* TASK SET
(1) In the post on Kocherlakota and moral hazard, what position did Narayana Kocherlakota once hold?
(2) Please explain, in one to three sentences and using the post on Kocherlakota and moral hazard, why holders of corporate debt receive a higher interest rate.
(3) Quote the post on Kocherlakota and moral hazard between "Monday, April 20, 2020" and "of corporate bonds.", inclusive.

* QUOTED PASSAGE
========

Monday, April 20, 2020

Kocherlakota on moral hazard

I found a kindred spirit. Narayana Kocherlakota, ex president of the Minneapolis Fed, shares my concerns over the current lending and bailout spree, in particular propping up the prices of corporate bonds.
In its last financial stability report of 2019, the Fed highlighted how many nonfinancial corporations were making use of highly risky debt. The report pointed out that “a number of contacts expressed concern that a U.S. recession would expose highly leveraged sectors … concerns related to nonfinancial corporate debt were cited most frequently, with a focus on the growth in leveraged loans, private credit, and triple-B-rated bonds.” 
The financial stability report, of course, made no mention of pandemics or social distancing. It didn't need to — the risk to the financial system and the economy is posed by any recessionary shock. The coronavirus just happened to be the first one that come along.

 Narayana hits on a good point here. I think there is a lot of sympathy for corporations, like airlines, because "this wasn't their fault." But a recession is never an individual company's fault. And the premium you get -- the higher interest rate -- for holding corporate debt comes entirely from the fact that corporate bonds lose value in recessions -- in aggregate "bad times." The Fed is willing to let us hold idiosyncratic risk. But idiosyncratic risk is not priced.

========

* DATASET
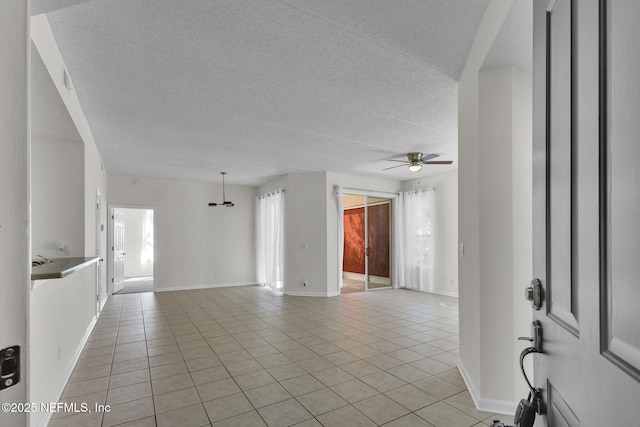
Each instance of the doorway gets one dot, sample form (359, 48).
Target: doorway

========

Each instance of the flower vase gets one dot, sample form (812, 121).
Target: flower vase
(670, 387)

========

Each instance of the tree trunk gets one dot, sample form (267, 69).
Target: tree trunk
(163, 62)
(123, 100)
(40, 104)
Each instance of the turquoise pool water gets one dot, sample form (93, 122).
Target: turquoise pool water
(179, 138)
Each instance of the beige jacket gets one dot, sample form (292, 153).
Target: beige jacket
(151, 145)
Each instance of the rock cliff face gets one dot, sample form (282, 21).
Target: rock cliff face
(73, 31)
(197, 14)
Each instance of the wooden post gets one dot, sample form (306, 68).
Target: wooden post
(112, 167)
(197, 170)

========

* LIST OF SOLUTIONS
(1) He was president of the Minneapolis Fed.

(2) The premium comes entirely from the fact that corporate bonds lose value in recessions, or in aggregate "bad times." Idiosyncratic risk is not priced, so it earns no such premium.

(3)
Monday, April 20, 2020

Kocherlakota on moral hazard

I found a kindred spirit. Narayana Kocherlakota, ex president of the Minneapolis Fed, shares my concerns over the current lending and bailout spree, in particular propping up the prices of corporate bonds.